Texte source:
AVOMM - Collectif des Veuves - FONADH - ODISSI - VOIX | Déclaration

Nous, soussignés, collectif et associations des victimes et ayants droit des martyrs des violations massives des droits de l’Homme dans les années 1980-1990 en Mauritanie, sommes activement engagés dans la question du génocide pudiquement appelé « Passif humanitaire » en Mauritanie.

Nous saisissons l’opportunité de faire le point sur le processus de recherche d'une solution concernant ce douloureux dossier pour clarifier notre position sur cette question. Cette démarche vise à éclairer l’opinion nationale et internationale sur notre vision des tentatives de concertation initiées par l’État ainsi que le dialogue interactif mené avec les instruments des Droits de l’Homme des Nations Unies dont la Mauritanie est partie.

Dans ce cadre, nous commençons notre analyse en examinant les discussions entre les coalitions représentant les organisations des victimes du "Passif humanitaire" et le Président Mohamed Cheikh Ould Ghazouani.

Informations extraites:
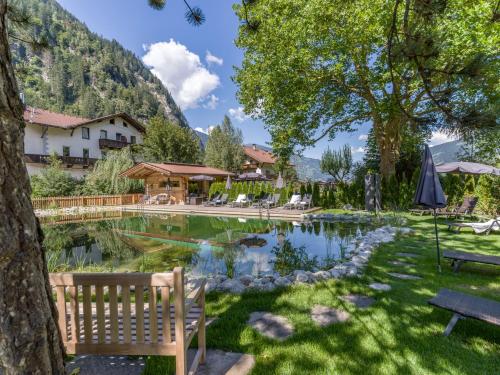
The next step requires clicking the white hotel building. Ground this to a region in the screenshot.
[24,107,145,178]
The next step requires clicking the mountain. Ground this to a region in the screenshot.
[10,0,188,126]
[430,141,463,165]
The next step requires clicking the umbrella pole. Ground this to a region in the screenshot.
[434,208,441,272]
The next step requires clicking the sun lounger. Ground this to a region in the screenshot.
[203,194,220,207]
[283,194,302,210]
[230,194,247,207]
[429,289,500,336]
[446,216,500,235]
[443,250,500,272]
[297,195,312,210]
[436,197,478,218]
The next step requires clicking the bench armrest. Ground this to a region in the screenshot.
[186,279,207,314]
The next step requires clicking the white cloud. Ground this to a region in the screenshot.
[205,51,224,66]
[194,126,215,134]
[358,134,368,141]
[351,147,366,154]
[203,94,219,109]
[142,39,220,110]
[228,107,250,122]
[429,131,458,147]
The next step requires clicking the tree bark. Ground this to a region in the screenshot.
[0,0,64,375]
[373,116,404,178]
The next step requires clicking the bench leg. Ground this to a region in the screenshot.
[451,260,464,273]
[443,313,464,336]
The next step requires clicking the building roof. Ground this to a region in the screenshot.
[120,163,233,179]
[243,146,276,164]
[23,107,145,132]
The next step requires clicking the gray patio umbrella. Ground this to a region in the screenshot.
[413,145,446,272]
[189,174,215,181]
[276,172,285,189]
[436,161,500,176]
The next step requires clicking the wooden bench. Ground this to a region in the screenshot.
[429,289,500,336]
[50,267,206,375]
[443,250,500,272]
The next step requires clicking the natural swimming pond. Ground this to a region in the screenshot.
[43,213,373,277]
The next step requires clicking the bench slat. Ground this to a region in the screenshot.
[82,285,92,344]
[429,289,500,325]
[135,285,144,343]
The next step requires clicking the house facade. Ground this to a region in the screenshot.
[24,107,145,178]
[242,144,276,179]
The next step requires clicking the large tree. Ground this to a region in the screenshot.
[0,0,204,375]
[205,116,245,172]
[140,116,201,163]
[235,0,493,175]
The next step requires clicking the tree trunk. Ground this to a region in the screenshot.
[373,116,404,178]
[0,0,64,375]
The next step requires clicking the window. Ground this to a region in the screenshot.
[82,128,90,139]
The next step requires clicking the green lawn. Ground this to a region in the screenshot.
[145,216,500,375]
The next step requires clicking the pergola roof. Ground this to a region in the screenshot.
[120,163,233,179]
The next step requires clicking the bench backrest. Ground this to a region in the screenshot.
[49,267,185,354]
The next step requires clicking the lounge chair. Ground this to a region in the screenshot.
[429,289,500,336]
[297,194,312,210]
[443,250,500,272]
[229,194,247,207]
[213,194,229,206]
[436,197,478,218]
[446,216,500,235]
[203,194,220,207]
[283,194,302,210]
[252,194,269,208]
[262,194,281,209]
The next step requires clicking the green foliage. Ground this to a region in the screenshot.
[82,147,144,195]
[320,145,352,182]
[205,116,245,172]
[271,240,318,276]
[475,175,500,216]
[140,116,201,163]
[31,154,80,198]
[9,0,187,126]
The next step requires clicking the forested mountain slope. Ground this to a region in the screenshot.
[11,0,187,126]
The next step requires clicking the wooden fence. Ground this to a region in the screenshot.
[31,194,142,210]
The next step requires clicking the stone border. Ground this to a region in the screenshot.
[189,225,412,294]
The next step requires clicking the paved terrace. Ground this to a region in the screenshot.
[122,204,320,219]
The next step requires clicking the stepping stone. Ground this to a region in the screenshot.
[396,253,420,258]
[188,349,255,375]
[389,260,415,267]
[368,283,392,292]
[311,305,350,327]
[340,294,375,309]
[387,272,422,280]
[247,311,293,341]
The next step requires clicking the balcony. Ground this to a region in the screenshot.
[24,154,99,168]
[99,137,130,149]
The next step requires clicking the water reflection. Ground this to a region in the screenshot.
[43,214,370,277]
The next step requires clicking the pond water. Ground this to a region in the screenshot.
[43,213,372,277]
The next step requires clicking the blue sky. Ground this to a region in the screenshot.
[58,0,448,159]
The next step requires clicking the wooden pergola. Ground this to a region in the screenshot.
[120,163,233,203]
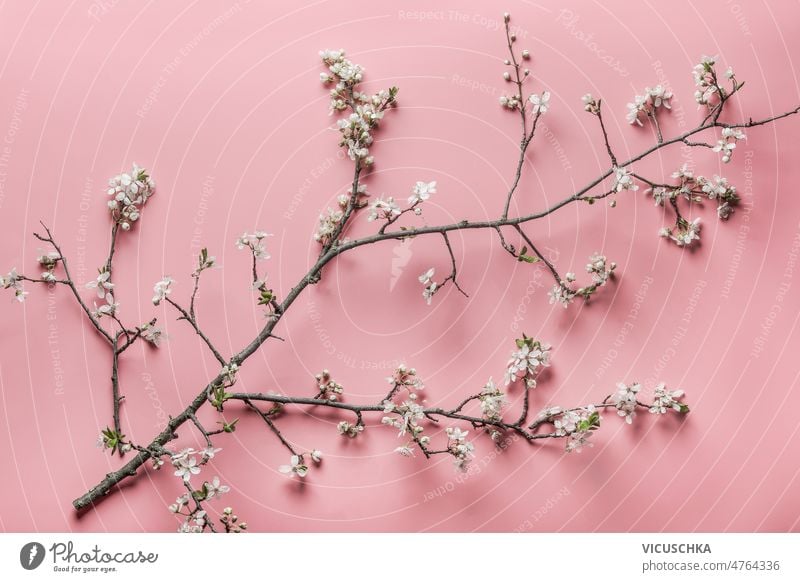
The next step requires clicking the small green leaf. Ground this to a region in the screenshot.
[217,418,239,433]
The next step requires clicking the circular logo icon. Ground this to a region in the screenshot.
[19,542,45,570]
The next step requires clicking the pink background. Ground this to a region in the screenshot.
[0,0,800,531]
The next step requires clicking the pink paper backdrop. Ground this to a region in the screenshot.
[0,0,800,531]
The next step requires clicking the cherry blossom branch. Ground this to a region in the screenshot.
[0,14,800,531]
[65,43,800,509]
[165,298,228,366]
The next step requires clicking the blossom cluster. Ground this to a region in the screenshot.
[610,382,642,424]
[36,251,61,283]
[648,164,739,246]
[444,426,475,471]
[314,184,369,245]
[278,449,322,478]
[236,230,272,261]
[649,382,689,414]
[162,443,238,533]
[386,364,425,400]
[336,420,364,438]
[0,269,28,303]
[170,445,222,483]
[153,276,175,305]
[611,167,639,193]
[107,163,156,230]
[319,50,398,166]
[419,267,441,305]
[92,292,119,319]
[314,370,344,402]
[627,85,672,127]
[505,334,551,388]
[581,93,600,115]
[478,378,508,421]
[367,196,401,222]
[692,56,733,107]
[548,253,617,309]
[713,127,746,164]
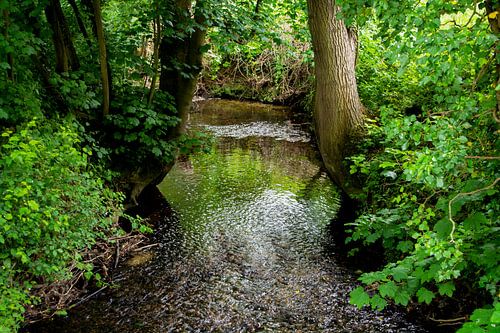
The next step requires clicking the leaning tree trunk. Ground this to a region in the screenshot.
[307,0,363,187]
[160,0,206,138]
[124,0,206,206]
[45,0,80,73]
[485,0,500,122]
[92,0,111,116]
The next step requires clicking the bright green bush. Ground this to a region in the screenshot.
[0,119,120,332]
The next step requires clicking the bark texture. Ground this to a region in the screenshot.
[45,0,80,73]
[307,0,363,187]
[92,0,111,116]
[485,0,500,119]
[160,0,206,137]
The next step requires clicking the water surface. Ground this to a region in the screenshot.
[31,101,424,332]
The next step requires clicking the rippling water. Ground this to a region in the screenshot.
[30,101,430,332]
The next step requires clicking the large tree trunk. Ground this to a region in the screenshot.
[485,0,500,120]
[160,0,206,137]
[92,0,111,116]
[68,0,92,49]
[45,0,80,73]
[307,0,363,187]
[128,0,206,206]
[3,9,14,81]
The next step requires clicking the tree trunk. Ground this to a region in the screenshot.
[148,5,161,106]
[92,0,110,116]
[45,0,80,73]
[254,0,262,14]
[68,0,92,49]
[307,0,363,187]
[485,0,500,118]
[3,9,14,81]
[160,0,206,138]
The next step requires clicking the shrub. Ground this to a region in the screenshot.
[0,119,119,332]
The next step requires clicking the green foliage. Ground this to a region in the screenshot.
[343,0,500,332]
[201,1,313,103]
[106,89,180,165]
[0,120,123,331]
[457,302,500,333]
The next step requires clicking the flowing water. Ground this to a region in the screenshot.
[28,100,425,332]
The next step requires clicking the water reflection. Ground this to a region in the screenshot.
[29,101,423,332]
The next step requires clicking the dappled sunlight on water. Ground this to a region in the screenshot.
[29,101,424,332]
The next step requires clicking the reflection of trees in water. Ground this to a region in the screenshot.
[191,100,290,125]
[218,137,321,179]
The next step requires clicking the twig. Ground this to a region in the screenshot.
[132,243,160,251]
[448,178,500,243]
[69,286,108,309]
[429,317,467,323]
[115,241,120,268]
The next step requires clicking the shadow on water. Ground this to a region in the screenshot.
[32,101,425,332]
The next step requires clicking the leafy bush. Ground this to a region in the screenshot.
[348,105,500,320]
[0,119,120,332]
[106,92,180,165]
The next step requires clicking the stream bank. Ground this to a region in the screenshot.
[30,101,427,332]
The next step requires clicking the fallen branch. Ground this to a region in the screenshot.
[448,178,500,243]
[132,243,160,252]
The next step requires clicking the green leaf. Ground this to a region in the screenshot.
[349,287,370,309]
[463,213,488,230]
[470,309,494,325]
[394,290,410,306]
[391,266,408,282]
[438,282,455,297]
[378,281,398,298]
[370,295,387,311]
[434,218,452,239]
[417,287,436,304]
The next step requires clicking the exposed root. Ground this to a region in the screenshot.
[25,234,147,324]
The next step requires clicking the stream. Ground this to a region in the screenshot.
[33,100,426,333]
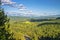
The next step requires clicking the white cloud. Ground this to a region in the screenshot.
[1,0,16,4]
[1,0,33,15]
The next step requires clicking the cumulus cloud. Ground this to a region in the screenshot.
[1,0,32,15]
[1,0,16,5]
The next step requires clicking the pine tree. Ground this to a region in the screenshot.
[0,0,12,40]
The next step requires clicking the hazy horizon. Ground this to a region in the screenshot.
[1,0,60,16]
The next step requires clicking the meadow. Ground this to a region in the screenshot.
[10,16,60,40]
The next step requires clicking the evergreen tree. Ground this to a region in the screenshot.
[0,0,12,40]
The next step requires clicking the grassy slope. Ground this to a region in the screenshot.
[10,18,60,40]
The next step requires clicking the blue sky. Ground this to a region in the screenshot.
[3,0,60,16]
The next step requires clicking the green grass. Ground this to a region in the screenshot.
[10,20,60,40]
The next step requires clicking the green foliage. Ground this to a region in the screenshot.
[0,3,12,40]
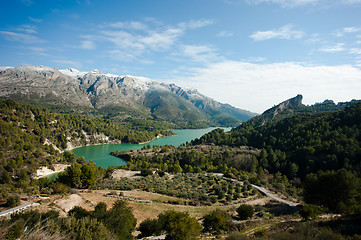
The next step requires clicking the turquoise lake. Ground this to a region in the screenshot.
[71,128,231,168]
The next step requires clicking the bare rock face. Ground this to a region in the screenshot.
[0,66,255,124]
[0,66,91,107]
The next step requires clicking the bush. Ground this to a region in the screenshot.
[158,210,202,240]
[299,204,320,221]
[138,219,162,238]
[236,204,254,220]
[203,209,232,233]
[226,232,249,240]
[6,195,20,207]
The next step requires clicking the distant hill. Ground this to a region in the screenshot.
[240,94,361,126]
[0,66,256,127]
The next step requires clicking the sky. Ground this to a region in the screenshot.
[0,0,361,113]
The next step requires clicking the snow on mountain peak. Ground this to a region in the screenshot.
[59,68,86,78]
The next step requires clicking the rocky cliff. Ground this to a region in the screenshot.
[0,66,255,126]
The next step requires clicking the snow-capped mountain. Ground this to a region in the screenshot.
[0,66,255,125]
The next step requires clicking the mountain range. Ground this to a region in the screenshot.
[243,94,360,127]
[0,63,257,127]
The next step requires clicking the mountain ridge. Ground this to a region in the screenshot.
[0,65,256,126]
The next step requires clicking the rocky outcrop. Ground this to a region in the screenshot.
[0,66,255,125]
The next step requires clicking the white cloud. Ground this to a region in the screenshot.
[250,25,305,41]
[52,59,83,68]
[170,61,361,113]
[0,31,44,44]
[21,0,33,6]
[29,17,43,23]
[79,40,95,50]
[16,24,37,34]
[319,43,345,53]
[243,0,361,8]
[246,0,319,7]
[109,21,148,30]
[180,45,220,63]
[79,19,213,64]
[349,48,361,56]
[185,19,213,29]
[217,31,233,37]
[334,27,361,37]
[27,47,48,56]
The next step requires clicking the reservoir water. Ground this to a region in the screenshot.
[71,128,231,168]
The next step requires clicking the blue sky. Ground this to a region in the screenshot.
[0,0,361,113]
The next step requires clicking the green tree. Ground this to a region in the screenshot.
[304,169,361,213]
[203,209,232,233]
[158,210,202,240]
[138,219,162,238]
[299,204,320,221]
[236,204,254,220]
[104,200,137,240]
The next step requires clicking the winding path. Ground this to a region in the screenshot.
[214,173,299,207]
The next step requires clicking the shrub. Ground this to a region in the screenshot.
[299,204,320,221]
[203,209,232,233]
[138,219,162,238]
[236,204,254,220]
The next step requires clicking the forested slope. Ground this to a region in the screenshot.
[193,104,361,177]
[0,100,168,188]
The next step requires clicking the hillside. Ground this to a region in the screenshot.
[243,94,360,127]
[0,66,255,127]
[0,99,171,190]
[193,99,361,178]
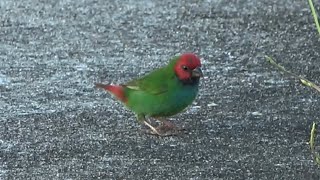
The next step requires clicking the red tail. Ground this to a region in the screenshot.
[95,83,127,103]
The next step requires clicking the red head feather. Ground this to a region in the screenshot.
[174,53,201,80]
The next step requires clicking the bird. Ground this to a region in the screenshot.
[95,53,203,136]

Consigne:
Poursuivez la déclaration sur le « Passif humanitaire » en Mauritanie à partir de sa dernière phrase. Les données n'ont aucun lien avec la déclaration.

Réponse rédigée:
Depuis 2021, sous l'égide des facilitateurs auprès du pouvoir, les organisations des victimes ont élaboré une feuille de route, en quatre points, qu'elles ont présentée au Président de la République lors d'une audience accordée à leurs représentants issus des trois coalitions qui les regroupent. Cette plateforme a été acceptée par l'autorité suprême, qui a mandaté deux ministres pour coordonner sa mise en œuvre.

Suite à plusieurs réunions entre les parties prenantes du pouvoir et les organisations des victimes, les échanges ont buté sur l'approche de la justice transitionnelle.

Dans ce contexte, les autorités ont recommandé aux victimes de définir, elles-mêmes, le contenu qu'elles donnent à ce sujet. Cependant, la proposition du mécanisme de la justice transitionnelle présentée par les victimes aux ministres délégués du Président Ghazouani n'a pas reçu leur assentiment ; disant l'État rejette toute action liée à la recherche de vérité et de justice.

Par conséquent, les ayants droit des martyrs ont publié une déclaration annonçant la cessation de leur participation aux discussions avec le pouvoir tant qu'une commission d'enquête indépendante ne sera pas mise en place.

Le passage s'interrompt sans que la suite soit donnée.